Select, from the data, each line where "open" occurs.

Content starts

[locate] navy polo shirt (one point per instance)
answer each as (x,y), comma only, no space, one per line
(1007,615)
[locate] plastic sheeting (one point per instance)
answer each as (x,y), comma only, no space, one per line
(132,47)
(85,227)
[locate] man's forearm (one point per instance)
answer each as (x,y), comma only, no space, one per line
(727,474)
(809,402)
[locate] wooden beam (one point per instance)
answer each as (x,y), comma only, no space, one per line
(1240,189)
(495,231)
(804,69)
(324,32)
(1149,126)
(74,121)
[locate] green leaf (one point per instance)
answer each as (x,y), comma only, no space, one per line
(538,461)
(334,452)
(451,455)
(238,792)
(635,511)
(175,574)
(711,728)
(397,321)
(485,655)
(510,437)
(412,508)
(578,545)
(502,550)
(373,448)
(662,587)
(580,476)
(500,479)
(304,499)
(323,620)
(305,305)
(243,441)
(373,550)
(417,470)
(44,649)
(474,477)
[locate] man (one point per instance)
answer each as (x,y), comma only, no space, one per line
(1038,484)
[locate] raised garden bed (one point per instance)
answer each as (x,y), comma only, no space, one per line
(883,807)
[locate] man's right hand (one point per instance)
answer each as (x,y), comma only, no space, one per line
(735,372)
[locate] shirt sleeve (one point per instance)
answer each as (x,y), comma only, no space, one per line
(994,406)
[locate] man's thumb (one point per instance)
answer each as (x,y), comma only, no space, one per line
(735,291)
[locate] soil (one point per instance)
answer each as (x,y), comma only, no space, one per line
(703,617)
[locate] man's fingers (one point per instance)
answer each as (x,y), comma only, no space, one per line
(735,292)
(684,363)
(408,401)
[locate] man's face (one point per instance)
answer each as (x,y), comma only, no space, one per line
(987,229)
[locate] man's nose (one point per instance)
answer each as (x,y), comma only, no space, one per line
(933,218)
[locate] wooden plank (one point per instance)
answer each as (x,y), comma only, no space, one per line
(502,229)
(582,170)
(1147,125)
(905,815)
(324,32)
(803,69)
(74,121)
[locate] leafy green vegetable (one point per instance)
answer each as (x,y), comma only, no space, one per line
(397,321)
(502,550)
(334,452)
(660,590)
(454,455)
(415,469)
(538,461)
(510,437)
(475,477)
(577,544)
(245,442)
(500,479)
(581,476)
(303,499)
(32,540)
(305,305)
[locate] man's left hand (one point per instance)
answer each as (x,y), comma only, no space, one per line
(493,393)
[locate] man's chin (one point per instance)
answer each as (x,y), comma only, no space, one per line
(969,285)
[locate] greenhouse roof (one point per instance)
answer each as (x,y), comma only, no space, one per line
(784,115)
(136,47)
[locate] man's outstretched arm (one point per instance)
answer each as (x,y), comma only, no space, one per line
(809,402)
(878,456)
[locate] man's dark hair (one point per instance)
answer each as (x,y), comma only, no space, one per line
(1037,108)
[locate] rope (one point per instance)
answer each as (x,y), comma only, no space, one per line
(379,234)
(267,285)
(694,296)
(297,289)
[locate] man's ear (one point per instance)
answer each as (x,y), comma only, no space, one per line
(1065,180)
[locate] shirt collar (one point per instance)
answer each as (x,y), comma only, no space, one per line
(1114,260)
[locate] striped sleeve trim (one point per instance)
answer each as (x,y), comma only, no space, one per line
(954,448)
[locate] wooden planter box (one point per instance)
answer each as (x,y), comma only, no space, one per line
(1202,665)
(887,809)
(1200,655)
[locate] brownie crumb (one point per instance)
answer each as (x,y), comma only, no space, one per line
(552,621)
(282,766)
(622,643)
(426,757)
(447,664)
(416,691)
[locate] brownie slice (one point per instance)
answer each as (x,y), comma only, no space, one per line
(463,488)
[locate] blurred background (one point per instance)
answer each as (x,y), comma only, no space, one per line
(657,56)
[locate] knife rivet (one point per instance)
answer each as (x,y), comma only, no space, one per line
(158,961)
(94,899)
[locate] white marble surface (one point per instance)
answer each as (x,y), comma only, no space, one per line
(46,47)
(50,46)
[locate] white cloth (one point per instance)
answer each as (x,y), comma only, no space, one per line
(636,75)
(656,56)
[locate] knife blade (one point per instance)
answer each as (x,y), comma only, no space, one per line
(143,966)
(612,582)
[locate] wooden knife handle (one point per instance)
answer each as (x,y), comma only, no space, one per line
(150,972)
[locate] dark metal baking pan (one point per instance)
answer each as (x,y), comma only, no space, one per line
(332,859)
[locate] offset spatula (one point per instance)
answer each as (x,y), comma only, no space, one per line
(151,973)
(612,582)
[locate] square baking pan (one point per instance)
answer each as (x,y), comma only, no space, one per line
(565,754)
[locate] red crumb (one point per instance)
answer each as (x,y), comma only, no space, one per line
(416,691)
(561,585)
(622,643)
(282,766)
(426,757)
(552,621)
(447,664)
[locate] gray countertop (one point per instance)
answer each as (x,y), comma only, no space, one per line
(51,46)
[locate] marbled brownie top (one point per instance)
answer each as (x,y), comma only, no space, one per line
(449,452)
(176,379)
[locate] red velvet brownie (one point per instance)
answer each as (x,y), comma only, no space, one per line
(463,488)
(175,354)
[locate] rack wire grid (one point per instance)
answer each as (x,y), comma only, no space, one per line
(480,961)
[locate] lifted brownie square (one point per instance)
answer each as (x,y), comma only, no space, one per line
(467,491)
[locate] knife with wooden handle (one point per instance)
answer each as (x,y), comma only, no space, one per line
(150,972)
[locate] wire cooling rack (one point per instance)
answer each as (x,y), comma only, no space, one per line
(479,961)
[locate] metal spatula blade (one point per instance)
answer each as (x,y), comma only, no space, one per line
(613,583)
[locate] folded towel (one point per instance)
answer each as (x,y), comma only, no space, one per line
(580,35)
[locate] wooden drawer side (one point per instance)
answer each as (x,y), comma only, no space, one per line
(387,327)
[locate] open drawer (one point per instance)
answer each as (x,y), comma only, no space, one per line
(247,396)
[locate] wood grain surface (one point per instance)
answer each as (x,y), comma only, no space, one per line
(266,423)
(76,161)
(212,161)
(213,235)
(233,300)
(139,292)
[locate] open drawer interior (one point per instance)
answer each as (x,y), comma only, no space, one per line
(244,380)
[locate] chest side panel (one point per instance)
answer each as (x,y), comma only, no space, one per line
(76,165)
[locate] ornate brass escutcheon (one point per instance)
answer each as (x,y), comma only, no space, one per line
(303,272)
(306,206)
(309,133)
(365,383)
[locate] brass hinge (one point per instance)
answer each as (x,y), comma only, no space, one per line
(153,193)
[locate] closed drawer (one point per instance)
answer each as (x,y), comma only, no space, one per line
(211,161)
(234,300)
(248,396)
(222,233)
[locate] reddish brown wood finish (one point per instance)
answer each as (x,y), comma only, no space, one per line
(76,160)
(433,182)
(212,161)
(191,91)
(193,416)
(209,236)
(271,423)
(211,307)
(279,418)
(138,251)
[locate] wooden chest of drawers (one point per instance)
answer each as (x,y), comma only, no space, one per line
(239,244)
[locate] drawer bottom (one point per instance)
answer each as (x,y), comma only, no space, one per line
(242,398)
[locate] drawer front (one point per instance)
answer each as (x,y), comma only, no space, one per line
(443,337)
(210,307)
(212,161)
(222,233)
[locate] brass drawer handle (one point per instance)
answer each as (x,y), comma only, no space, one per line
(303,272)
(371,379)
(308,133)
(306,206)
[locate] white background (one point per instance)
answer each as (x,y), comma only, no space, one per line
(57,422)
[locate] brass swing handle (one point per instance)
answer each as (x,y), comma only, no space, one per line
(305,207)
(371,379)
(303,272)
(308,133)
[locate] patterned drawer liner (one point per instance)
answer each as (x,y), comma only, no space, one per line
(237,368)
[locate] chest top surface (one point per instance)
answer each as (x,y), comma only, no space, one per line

Content ends

TASK ANSWER:
[locate] open drawer (one point per instance)
[locate] open drawer interior (one point per instance)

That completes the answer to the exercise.